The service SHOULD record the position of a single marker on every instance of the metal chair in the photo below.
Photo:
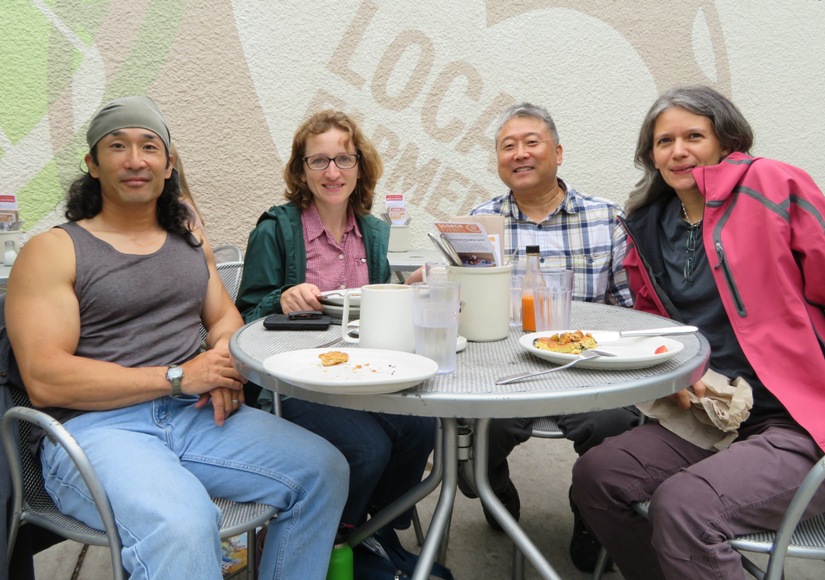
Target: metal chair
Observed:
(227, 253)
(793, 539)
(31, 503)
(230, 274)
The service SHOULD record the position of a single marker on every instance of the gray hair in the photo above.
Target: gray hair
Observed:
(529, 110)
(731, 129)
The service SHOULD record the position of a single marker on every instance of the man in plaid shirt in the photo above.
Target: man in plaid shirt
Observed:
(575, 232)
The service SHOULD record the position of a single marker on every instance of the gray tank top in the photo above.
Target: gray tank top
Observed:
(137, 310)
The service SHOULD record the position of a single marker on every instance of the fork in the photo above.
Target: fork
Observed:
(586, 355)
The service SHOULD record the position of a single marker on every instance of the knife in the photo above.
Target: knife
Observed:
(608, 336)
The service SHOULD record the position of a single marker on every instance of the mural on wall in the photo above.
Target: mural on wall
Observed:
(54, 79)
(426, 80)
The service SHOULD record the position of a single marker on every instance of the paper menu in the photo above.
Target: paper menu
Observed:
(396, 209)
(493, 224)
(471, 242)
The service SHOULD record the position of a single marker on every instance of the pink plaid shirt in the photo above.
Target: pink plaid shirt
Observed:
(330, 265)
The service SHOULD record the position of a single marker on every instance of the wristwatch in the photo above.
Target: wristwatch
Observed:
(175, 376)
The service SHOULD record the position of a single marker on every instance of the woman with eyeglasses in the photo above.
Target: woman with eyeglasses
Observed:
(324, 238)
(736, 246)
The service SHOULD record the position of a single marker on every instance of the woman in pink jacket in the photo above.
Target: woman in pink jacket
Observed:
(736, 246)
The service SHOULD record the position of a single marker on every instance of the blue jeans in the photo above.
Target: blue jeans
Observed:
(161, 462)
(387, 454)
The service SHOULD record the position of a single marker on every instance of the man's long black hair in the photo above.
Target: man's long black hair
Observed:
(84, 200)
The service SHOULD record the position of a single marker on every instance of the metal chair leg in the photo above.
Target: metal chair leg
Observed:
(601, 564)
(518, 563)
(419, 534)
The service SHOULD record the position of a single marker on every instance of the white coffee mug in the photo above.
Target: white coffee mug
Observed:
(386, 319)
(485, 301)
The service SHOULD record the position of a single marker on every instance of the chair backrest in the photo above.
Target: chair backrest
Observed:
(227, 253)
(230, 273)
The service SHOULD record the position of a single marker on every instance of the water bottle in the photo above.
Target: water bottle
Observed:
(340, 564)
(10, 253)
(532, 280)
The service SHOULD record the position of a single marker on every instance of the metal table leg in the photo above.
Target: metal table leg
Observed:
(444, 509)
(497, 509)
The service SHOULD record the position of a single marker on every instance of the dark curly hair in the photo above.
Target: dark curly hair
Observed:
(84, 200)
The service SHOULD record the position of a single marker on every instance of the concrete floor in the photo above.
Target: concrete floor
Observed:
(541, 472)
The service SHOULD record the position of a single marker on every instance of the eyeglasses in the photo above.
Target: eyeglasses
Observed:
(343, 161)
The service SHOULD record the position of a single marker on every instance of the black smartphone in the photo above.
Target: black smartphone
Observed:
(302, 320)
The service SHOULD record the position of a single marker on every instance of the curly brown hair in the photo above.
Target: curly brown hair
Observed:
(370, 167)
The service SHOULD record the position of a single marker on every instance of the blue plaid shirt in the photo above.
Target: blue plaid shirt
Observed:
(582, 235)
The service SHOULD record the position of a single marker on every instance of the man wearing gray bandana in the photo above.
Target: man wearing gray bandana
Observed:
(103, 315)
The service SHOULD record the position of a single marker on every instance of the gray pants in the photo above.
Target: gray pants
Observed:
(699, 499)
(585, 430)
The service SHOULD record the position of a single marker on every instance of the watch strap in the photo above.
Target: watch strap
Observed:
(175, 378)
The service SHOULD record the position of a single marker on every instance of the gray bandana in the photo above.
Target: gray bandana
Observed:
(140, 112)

WHAT IS REQUIRED:
Each record above has to be written out again in full, but its pictures must not be.

REPLY TO THE EXERCISE:
The service SHOULD record the position of a single marker on every instance of the metal chair in the photo below.
Photo:
Target: metal chair
Observed:
(227, 253)
(793, 539)
(31, 503)
(230, 274)
The service SHOULD record the position of a single marker on every instance of the gray hair in the photo above.
Target: gray hair
Observed:
(529, 110)
(731, 129)
The service SHOULD record the position of a single marker on every instance of the man in plaid shirt in the photo above.
Target: man in plaid shirt
Observed:
(575, 232)
The service SHOULD record the position of a single marker on every instance of the gray tank top in the photo above.
Target: gray tank top
Observed:
(137, 310)
The service SHOULD record the position of a single marker on every instance of the fork in the photo above.
Target: fork
Observed:
(586, 355)
The service SHOULD record the position of a single marker on every instance of the knife in the photo above.
Target: knife
Observed:
(608, 336)
The service SHOULD record the position of a single marker on every instance of the mural on wall in the photo above.
Target: mural on wall
Observed:
(54, 79)
(426, 80)
The service SHOULD record the position of a single marker on every instance of the paper menu in the photo above.
Target: paper menu
Observed:
(396, 209)
(493, 224)
(471, 242)
The service SHOULD record the position of a single marker on every instance of the pink plaid shirt in the photo above.
Target: pink plaid shirt
Observed:
(330, 265)
The service SHOULD record the position of a single marker on every instance of the wristwatch in the photo above.
Target: wristwatch
Observed:
(175, 376)
The service SHOULD record the position of a single marker on every instance of the woman with eyeglasses in the photo above.
Target: woman with eyeglasses
Observed:
(324, 238)
(736, 246)
The service SHOULD record the position of a single marker on every instance of the woman in pink jacket in the photo above.
Target: woman in pink jacket
Observed:
(736, 246)
The service SHOULD record the position of a single marker on every instance of the blue jeans in the photo above.
Target: blue jeans
Observed:
(161, 462)
(387, 454)
The service SHOULD record the position of a single marker on every instance of the man's long black hair in the photo above.
Target: man's long black hair
Observed:
(84, 200)
The service SHOULD record the position of a single marker on every instance of the metal chair leg in the photo above.
Target: metal chair leg
Observed:
(601, 564)
(518, 563)
(419, 534)
The service SHOULD record the position of a single marker on every instance of the white coffee mug in the photo above.
Target: white coffee mug
Observed:
(386, 319)
(485, 301)
The service SHOULD record the position of a single marker on every instance of the chair backrest in the photo above.
Target: chair backrest
Observed:
(227, 253)
(230, 273)
The service SHOULD record the position of a single marker on every instance of the water bottle in the photo above.
Target: water bottle
Observed:
(340, 564)
(10, 253)
(532, 280)
The service SHOULD record the position of a single marker on every instance of the metal table leg in the photo above.
Target: metal table leg
Observed:
(444, 509)
(497, 509)
The service SHOULD record the position of a single marker on every instance of the dark curly hair in the photo above.
Target: dark curly hair
Observed:
(84, 200)
The service SHOULD record the position of a single marker on every instance of the concrete floor in the photo above.
Target: concrete floor
Observed:
(541, 472)
The service SHOULD record the position of a single marker on every instance of the eyeglasses in the photo above.
Target: eyeglasses
Observed:
(343, 161)
The service SHOULD record the position of a single marker on every instance of the black smartphone in the photo above.
Target: black smartphone
Observed:
(302, 320)
The service SHOULD record the position of a single marker on every instance of the curly brown hair in the photo above.
Target: curly brown hair
Observed:
(370, 167)
The service SHOULD record the position of a single marker on every instance of the blue plaid shirt in the photo above.
Target: blue plaid shirt
Observed:
(582, 235)
The service SHOULD record the position of a single marker on every instance of the man wearing gray bandana in the photo above.
Target: man wearing gray bandana
Observed:
(103, 315)
The service SHOULD record the position of a single marker on every instance of the gray pants in the photo above.
Target: gray pants
Observed:
(699, 499)
(585, 430)
The service SHOULD record the position of a single marker on every instance of the watch strap in the photo above.
Target: watch strap
Observed:
(175, 378)
The service SHOULD record the position of a single marker on every instance of the gray bandana in the photo above.
Target: gray bandana
Observed:
(140, 112)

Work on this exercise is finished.